DESCRIPTION OF THE TASK: Extract all records. Keep each one exact.

+---+

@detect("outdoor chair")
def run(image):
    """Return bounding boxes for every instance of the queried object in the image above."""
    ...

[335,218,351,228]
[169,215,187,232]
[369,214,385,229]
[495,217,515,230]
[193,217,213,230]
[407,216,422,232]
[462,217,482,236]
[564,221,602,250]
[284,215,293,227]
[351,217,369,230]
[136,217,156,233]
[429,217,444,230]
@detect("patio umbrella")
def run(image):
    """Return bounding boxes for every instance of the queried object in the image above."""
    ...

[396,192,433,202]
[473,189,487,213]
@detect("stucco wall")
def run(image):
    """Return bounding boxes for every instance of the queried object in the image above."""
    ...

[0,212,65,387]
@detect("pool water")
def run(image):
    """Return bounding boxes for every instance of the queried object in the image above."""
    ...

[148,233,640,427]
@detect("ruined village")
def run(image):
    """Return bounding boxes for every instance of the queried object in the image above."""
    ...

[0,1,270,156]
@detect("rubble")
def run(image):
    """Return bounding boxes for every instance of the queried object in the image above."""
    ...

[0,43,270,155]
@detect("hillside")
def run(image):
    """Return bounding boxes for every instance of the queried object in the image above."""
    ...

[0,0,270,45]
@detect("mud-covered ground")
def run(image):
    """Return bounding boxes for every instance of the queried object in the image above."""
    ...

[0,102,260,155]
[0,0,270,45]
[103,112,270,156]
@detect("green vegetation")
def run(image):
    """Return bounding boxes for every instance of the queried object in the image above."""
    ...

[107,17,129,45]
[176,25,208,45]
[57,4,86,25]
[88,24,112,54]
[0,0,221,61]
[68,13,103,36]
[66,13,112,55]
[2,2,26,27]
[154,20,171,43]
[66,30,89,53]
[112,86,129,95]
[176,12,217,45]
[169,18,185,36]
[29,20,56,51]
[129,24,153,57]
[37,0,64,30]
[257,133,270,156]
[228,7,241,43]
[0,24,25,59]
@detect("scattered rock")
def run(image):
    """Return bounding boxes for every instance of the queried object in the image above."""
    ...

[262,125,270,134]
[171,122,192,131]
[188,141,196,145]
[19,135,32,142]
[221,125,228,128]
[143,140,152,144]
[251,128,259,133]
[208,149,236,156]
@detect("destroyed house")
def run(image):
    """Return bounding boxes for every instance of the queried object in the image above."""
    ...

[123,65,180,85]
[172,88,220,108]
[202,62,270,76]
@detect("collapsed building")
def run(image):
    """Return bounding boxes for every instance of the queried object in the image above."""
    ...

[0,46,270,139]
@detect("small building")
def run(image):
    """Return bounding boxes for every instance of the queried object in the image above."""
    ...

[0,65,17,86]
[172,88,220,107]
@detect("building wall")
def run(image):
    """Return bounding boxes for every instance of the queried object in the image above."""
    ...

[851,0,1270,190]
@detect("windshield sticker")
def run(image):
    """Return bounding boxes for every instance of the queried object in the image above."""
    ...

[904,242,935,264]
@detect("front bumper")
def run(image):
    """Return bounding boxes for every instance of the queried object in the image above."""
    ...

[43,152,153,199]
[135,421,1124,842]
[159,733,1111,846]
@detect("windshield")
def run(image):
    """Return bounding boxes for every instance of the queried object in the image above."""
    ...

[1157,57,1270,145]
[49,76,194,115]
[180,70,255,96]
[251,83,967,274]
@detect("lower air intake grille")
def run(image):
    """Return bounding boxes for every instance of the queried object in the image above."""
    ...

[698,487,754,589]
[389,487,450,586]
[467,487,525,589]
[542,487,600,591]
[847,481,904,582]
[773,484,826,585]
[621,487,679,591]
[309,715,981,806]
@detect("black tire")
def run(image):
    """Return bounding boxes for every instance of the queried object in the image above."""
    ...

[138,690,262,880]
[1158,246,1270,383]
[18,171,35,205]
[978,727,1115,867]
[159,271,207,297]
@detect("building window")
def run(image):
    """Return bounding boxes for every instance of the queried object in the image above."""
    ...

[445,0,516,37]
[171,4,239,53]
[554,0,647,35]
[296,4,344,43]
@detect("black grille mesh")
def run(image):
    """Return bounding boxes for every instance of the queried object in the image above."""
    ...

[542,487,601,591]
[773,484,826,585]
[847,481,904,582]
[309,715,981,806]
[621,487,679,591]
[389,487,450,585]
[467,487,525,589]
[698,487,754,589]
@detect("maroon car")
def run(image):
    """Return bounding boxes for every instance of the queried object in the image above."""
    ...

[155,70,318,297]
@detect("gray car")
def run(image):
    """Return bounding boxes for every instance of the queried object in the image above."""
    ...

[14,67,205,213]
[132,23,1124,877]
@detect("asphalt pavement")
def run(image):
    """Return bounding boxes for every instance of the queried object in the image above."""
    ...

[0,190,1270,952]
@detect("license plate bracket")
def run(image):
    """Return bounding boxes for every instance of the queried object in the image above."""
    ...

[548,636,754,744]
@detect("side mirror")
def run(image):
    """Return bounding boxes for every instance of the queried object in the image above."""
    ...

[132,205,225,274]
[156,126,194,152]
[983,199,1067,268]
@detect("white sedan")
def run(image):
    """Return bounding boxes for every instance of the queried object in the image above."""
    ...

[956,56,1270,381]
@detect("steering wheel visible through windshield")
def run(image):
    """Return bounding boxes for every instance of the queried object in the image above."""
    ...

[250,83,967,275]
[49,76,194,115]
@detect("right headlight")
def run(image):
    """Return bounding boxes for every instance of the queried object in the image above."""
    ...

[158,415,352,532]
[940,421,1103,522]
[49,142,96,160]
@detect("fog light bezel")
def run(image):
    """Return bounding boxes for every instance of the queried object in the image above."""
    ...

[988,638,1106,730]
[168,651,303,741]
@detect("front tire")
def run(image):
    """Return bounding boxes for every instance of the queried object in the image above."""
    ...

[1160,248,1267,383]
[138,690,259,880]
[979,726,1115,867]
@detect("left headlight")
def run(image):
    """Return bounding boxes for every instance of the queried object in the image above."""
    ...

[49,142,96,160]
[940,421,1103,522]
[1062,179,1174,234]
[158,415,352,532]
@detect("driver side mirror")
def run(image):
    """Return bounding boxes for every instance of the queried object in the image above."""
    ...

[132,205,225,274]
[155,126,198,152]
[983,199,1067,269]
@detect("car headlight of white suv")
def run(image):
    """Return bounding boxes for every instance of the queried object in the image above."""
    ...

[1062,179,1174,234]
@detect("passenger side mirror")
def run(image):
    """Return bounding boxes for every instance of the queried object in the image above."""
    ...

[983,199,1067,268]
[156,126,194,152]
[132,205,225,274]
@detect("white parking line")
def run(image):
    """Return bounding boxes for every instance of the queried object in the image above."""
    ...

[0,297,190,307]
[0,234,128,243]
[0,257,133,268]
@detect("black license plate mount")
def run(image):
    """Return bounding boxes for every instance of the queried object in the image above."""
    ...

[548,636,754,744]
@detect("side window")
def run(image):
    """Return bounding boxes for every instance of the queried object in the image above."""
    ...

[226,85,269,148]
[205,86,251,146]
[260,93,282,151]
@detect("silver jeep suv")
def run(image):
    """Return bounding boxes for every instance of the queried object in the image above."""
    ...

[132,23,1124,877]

+---+

RESPONSE:
@detect("outdoor chair")
def run(image):
    """Return bounding boxes for every instance of the queried object in the image above."""
    ...

[335,218,351,228]
[169,215,187,232]
[369,214,385,229]
[495,217,515,230]
[193,217,213,230]
[407,216,422,232]
[462,217,482,236]
[564,221,602,250]
[284,215,293,227]
[351,217,369,230]
[136,217,156,233]
[429,217,444,230]
@detect("patio umbrella")
def run(image):
    """Return bounding boxes for every instance of the queried object in the image above."""
    ...

[396,192,433,202]
[473,189,487,213]
@detect("stucco wall")
def run(image):
    """Return bounding boxes for every instance of the queried object in the image above."""
    ...

[0,212,65,387]
@detect("pool water")
def run(image):
    """Return bounding boxes for every instance of the queried object in the image above."""
    ...

[148,233,640,427]
@detect("ruined village")
def run(image):
    """Return bounding boxes for every instance of the queried object in the image above."""
    ...

[0,1,270,156]
@detect("rubble")
def run(image):
    """Return bounding boxes for every instance of the queried object in the image above."""
    ...

[0,43,270,155]
@detect("hillside")
def run(image):
    """Return bounding boxes for every instance of the queried object in the image above."""
    ...

[0,0,270,45]
@detect("mud-covered ground")
def run(image):
    """Return bounding boxes for every instance of the queried object in the image above."""
    ...

[0,102,260,155]
[0,0,270,45]
[103,112,270,156]
@detect("green vegetation")
def run(image):
    """Return bounding boxes for every instance of the queried object in the image above."""
    ...

[107,17,129,45]
[176,25,208,45]
[57,4,86,25]
[88,24,112,54]
[0,0,221,61]
[68,13,103,36]
[66,13,112,55]
[2,2,26,27]
[154,20,171,43]
[66,30,89,53]
[112,86,129,95]
[176,12,217,45]
[169,18,185,36]
[29,20,56,51]
[129,24,153,57]
[37,0,64,30]
[257,133,270,156]
[228,7,241,43]
[0,24,25,59]
@detect("scattered rock")
def run(image):
    """Return bounding boxes for every instance of the queried object in the image above."""
    ...

[262,125,270,134]
[171,122,192,131]
[188,141,196,145]
[19,135,32,142]
[221,125,228,128]
[143,140,152,144]
[251,128,259,133]
[208,149,236,156]
@detect("destroyed house")
def run(image):
    """Return bounding boxes for every instance of the queried object in the image above."""
    ...

[123,65,180,85]
[172,88,220,108]
[202,62,270,76]
@detect("collapsed building")
def run(image):
    """Return bounding boxes for every instance of the queried object in the image above."""
    ...

[0,46,270,139]
@detect("small building")
def run(image):
    """Return bounding boxes for every instance of the queried object in the image above."""
    ...

[0,65,17,86]
[172,88,220,107]
@detect("building wall")
def run(image):
    """Return bounding boxes for every instance of the queried object in the image above."""
    ...

[851,0,1270,190]
@detect("windshield sticker")
def run(image):
    """Return bounding boxes for every instance of the queried object in the image above."""
    ...

[904,242,935,264]
@detect("front bumper")
def run(image):
    """Return bounding boxes for every instance of the queried object in the image above."""
    ...

[43,152,153,199]
[135,421,1124,842]
[159,733,1111,846]
@detect("windshield")
def run(image):
    """Return bounding boxes for every instance of the queried object in the image above."""
    ...

[1157,57,1270,145]
[49,76,194,115]
[180,70,255,96]
[251,83,967,274]
@detect("lower air intake grille")
def run(image):
    """Return bounding boxes for every instance of the queried object in the image above."""
    ...

[698,487,754,589]
[389,487,450,586]
[467,487,525,589]
[542,487,600,591]
[847,481,904,582]
[773,484,826,585]
[621,487,679,591]
[309,715,981,806]
@detect("black tire")
def run(image):
    """Return bounding boxes for every instance of the queried object in the image above."""
    ...

[138,690,262,880]
[1158,246,1270,383]
[18,171,35,205]
[978,727,1115,867]
[159,271,207,297]
@detect("building window")
def run(image):
    """Return bounding boxes for every instance of the queried object in the image above."""
    ...

[445,0,516,37]
[171,4,239,53]
[554,0,647,35]
[296,4,344,43]
@detect("black grille mesh")
def run(image):
    """Return bounding boxes for every instance of the queried object in the image above."""
    ...

[542,487,601,591]
[773,484,826,585]
[847,481,904,582]
[309,715,981,806]
[621,487,679,591]
[389,487,450,585]
[467,487,525,589]
[698,487,754,589]
@detect("maroon car")
def run(image):
    """Return bounding boxes for every instance of the queried object in the image above."""
    ...

[155,70,318,297]
@detect("gray car")
def run(image):
    """Return bounding boxes for every instance of the queried object in the image above."""
    ...

[14,67,205,213]
[132,23,1124,877]
@detect("asphalt pavement")
def run(image):
    """Return bounding boxes for every instance of the queried object in the image above."""
    ...

[0,190,1270,952]
@detect("license plate bracket")
def run(image):
    """Return bounding boxes for every instance of the queried object in the image above."""
    ...

[548,636,754,744]
@detect("side mirror")
def run(image):
    """Return bounding boxes for every instance of the queried object in the image above."""
    ...

[132,205,225,274]
[156,126,194,152]
[983,199,1067,268]
@detect("white sedan")
def run(image):
    """Return bounding boxes for every instance of the queried object in the image above."""
    ...

[956,56,1270,381]
@detect("steering wheel visible through windshield")
def run(image):
    """Return bounding boxes for every instance of the queried object in the image above."""
    ...

[250,83,967,275]
[49,76,194,115]
@detect("right headlight")
def run(image):
    """Return bounding boxes for every instance of the queried object in the image above."""
    ...

[158,415,352,532]
[940,421,1103,522]
[49,142,96,160]
@detect("fog light bezel")
def run(image):
    """Return bounding boxes for every instance of the queried object in the image above."""
    ...

[988,638,1106,730]
[168,651,303,741]
@detect("front tire")
def run(image):
    """Return bounding boxes for every instance of the queried object in the image above."""
    ...

[1160,248,1267,383]
[138,690,259,880]
[979,726,1115,867]
@detect("left headlight")
def run(image):
    """Return bounding boxes for every instance of the queried object in the image above."""
    ...

[49,142,96,160]
[940,421,1103,522]
[1062,179,1174,234]
[158,415,352,532]
@detect("driver side mirror")
def run(image):
    """Return bounding boxes for every instance of the queried object in the image above."""
    ...

[132,205,225,274]
[155,126,198,152]
[983,199,1067,269]
@detect("car headlight of white suv")
def run(image):
    """Return bounding boxes for every instance of the queried object in the image above."""
    ...

[1062,179,1174,234]
@detect("passenger side mirror")
def run(image):
    """Return bounding boxes for every instance of the queried object in the image above."""
    ...

[983,199,1067,268]
[156,126,194,152]
[132,205,225,274]
@detect("white parking line")
def run(image):
    """Return bounding boxes for every instance of the queried object in the image above."""
    ...

[0,297,190,307]
[0,234,128,243]
[0,257,133,268]
@detect("black license plate mount")
def run(image):
    """Return bounding boxes for every instance of the queried object in the image above."""
    ...

[548,636,754,744]
@detect("side window")
def run(image):
    """Return bounding boxes for every instance of the queried object in the image above."""
    ...

[226,85,269,148]
[205,86,251,146]
[260,93,282,151]
@detect("silver jeep suv")
def run(image):
    """Return bounding boxes for every instance of the queried object in the image above."""
    ...

[132,23,1124,877]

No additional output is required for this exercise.